OBJECTIF A: Énumérer les provinces turques que la page désigne comme les plus peuplées.

+++ PAGE

Lundi 1er décembre : Le Pape se rendra à Annaya au monastère Saint-Charbel, afin de prier sur la tombe du saint. Charbel Makhlouf, moine ermite maronite libanais canonisé en 1977, est une figure majeure du christianisme au Liban. Le Saint Père rencontrera ensuite les évêques, prêtres, religieux et agents pastoraux au sanctuaire Notre-Dame du Liban à Harissa, où il prononcera un discours. Il se rendra ensuite à la nonciature apostolique pour une rencontre privée avec les patriarches catholiques. Après cela, une rencontre inter-religieuse aura lieu place des Martyrs, puis un échange avec les jeunes au patriarcat maronite de Bkerké.
Mardi 2 décembre : Le Pape se rendra à l’hôpital psychiatrique des Franciscaines de la Croix à Jal el Dib pour y rencontrer les sœurs. Il ira ensuite se recueillir sur le site de l‘explosion du port de Beyrouth. Le voyage du Pape se clôturera par une messe sur le front de mer à Beyrouth.
3 LE VOYAGE EN TURQUIE
a) Informations générales
Pays de 84 millions d’habitants, doté d’une population jeune et urbanisée, la Turquie est la 19ème puissance économique mondiale. Située au carrefour de l’Asie, du Moyen-Orient et de l’Europe, elle bénéficie d’une position stratégique. Sa croissance économique, très rapide au début des années 2000, s’essouffle depuis quelques années. Président de la République depuis 2014, Recep Tayyip Erdoğan a été réélu en mai 2023 pour cinq ans. L’alliance gouvernementale rassemblant le parti du président, l’AKP, et ses alliés du MHP dispose d’une majorité absolue à la Grande Assemblée nationale. Le principal parti d’opposition est aujourd’hui à la tête des 5 provinces les plus peuplées (Istanbul, Ankara, Izmir, Bursa, Antalya). Avant la crise sanitaire, les tensions politiques et la crise syrienne avaient déjà affecté la Turquie et réduit sa capacité d’attraction des touristes et des investissements internationaux. Les séismes du 6 février 2023 dans le sud-est du pays ont fait plus de 56 000 victimes et plus de 3,3 millions de déplacés. Environ 650 000 logements ont été détruits et,selon les autorités turques, le PNUD et la Banque mondiale, le coût de la reconstruction s’élèverait à 103,5 Mds$.

++++++
+++ ENREGISTREMENTS FOURNIS

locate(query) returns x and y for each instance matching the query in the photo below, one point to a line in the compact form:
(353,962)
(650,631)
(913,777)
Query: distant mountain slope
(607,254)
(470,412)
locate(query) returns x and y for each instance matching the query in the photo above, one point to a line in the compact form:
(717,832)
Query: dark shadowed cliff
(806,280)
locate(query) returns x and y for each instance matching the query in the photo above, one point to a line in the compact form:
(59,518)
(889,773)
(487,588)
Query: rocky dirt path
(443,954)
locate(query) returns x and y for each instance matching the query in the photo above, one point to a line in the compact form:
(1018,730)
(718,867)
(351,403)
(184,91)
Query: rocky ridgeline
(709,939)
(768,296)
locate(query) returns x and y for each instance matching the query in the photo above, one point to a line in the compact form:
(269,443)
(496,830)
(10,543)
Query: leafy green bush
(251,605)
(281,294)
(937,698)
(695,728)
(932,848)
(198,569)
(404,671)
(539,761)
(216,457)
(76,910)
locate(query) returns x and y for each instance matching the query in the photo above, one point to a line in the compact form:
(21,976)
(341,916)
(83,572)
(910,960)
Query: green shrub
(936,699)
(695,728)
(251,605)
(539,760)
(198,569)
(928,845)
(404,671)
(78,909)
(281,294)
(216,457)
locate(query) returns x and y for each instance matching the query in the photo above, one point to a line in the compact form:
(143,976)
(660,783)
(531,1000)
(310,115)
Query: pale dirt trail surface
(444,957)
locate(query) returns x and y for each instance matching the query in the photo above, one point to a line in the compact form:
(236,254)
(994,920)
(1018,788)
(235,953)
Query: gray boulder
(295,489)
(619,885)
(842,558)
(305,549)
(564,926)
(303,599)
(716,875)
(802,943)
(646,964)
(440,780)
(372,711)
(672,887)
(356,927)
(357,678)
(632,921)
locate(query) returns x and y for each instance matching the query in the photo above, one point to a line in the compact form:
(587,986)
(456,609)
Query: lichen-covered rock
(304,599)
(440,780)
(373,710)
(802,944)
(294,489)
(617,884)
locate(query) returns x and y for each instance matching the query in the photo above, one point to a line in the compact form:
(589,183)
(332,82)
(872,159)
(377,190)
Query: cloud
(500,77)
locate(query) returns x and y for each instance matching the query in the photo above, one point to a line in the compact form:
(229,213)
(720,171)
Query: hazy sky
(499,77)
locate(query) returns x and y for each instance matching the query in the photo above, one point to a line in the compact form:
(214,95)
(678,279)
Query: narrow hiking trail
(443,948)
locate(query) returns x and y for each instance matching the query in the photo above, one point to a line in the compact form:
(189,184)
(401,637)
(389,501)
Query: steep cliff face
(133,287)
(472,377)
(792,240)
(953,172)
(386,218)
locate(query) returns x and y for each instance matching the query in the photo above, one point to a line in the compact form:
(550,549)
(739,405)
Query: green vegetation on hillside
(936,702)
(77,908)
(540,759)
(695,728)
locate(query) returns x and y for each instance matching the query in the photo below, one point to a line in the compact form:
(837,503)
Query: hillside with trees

++++++

OBJECTIF B: Relever chaque ligne des enregistrements qui contient la chaîne "dirt".

RÉPONSE COMPLÈTE A: Istanbul, Ankara, Izmir, Bursa, Antalya.

RÉPONSE COMPLÈTE B:
Query: rocky dirt path
Query: pale dirt trail surface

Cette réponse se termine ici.